*ABOUT THIS EXERCISE*
Exactly one number should make up the answer: how many lines of the listing contain the string "coordinates".

(INPUT DATA)

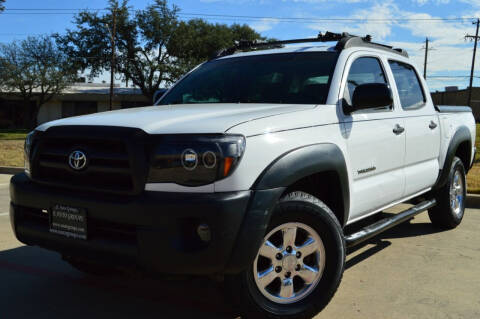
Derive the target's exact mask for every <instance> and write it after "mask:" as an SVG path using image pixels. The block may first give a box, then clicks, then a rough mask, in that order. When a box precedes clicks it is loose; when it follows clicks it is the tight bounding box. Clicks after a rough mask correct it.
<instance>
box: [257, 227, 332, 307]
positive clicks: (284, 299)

(End INPUT DATA)
(INPUT DATA)

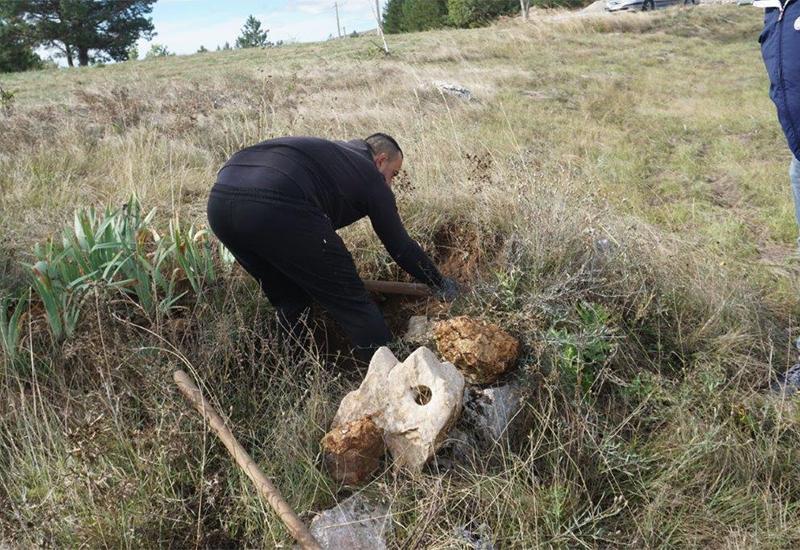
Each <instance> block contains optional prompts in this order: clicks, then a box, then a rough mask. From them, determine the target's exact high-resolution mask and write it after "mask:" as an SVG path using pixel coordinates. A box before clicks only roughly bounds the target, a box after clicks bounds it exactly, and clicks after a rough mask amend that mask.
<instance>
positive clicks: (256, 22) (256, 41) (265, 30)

(End INPUT DATA)
(INPUT DATA)

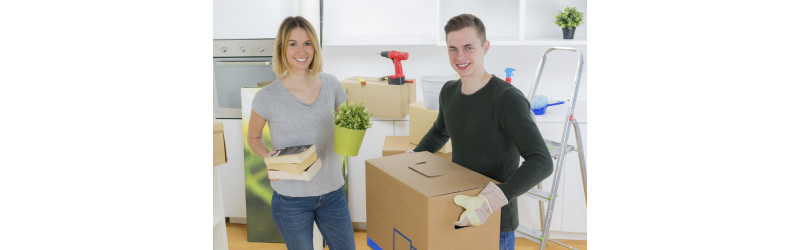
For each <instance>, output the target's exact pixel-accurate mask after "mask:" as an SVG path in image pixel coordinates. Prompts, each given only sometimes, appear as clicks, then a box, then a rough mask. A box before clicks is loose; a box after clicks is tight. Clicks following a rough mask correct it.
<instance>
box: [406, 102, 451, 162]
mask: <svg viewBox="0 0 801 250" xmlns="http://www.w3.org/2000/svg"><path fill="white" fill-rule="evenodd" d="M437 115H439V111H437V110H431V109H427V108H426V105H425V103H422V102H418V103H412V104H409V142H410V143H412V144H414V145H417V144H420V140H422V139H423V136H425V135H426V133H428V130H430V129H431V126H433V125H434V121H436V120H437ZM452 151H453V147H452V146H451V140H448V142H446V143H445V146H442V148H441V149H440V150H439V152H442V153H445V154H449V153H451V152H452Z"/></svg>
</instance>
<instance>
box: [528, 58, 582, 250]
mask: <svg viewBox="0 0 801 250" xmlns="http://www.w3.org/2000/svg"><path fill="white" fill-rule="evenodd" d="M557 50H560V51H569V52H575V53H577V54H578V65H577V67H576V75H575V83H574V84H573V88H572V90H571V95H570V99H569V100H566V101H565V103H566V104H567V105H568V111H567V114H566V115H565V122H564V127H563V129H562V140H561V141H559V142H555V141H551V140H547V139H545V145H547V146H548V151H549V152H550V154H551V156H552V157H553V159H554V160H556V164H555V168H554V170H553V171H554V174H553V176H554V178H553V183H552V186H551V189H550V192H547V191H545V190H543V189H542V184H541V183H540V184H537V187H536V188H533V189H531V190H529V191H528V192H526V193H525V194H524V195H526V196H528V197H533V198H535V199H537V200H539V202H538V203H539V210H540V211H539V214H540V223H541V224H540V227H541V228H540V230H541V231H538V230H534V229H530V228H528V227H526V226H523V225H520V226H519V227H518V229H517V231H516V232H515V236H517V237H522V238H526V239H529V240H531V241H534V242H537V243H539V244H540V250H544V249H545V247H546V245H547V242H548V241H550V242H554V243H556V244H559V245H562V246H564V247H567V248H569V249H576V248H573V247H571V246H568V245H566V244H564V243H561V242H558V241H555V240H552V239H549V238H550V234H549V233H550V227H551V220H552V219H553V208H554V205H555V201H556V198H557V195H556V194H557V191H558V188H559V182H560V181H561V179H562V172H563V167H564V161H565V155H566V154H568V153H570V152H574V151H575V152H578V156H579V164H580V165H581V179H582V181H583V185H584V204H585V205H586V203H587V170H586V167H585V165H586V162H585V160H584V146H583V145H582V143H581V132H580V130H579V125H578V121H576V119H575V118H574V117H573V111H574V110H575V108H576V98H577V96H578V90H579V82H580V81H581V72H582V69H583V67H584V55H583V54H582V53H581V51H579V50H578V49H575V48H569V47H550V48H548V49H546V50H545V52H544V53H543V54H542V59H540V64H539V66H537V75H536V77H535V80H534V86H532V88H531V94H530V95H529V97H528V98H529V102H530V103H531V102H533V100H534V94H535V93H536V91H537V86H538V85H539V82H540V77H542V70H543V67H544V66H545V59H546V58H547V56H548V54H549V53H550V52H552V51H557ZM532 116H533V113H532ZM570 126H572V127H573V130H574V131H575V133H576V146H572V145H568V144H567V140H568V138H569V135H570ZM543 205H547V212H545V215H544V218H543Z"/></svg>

(End INPUT DATA)

*WRITTEN REPLY*
2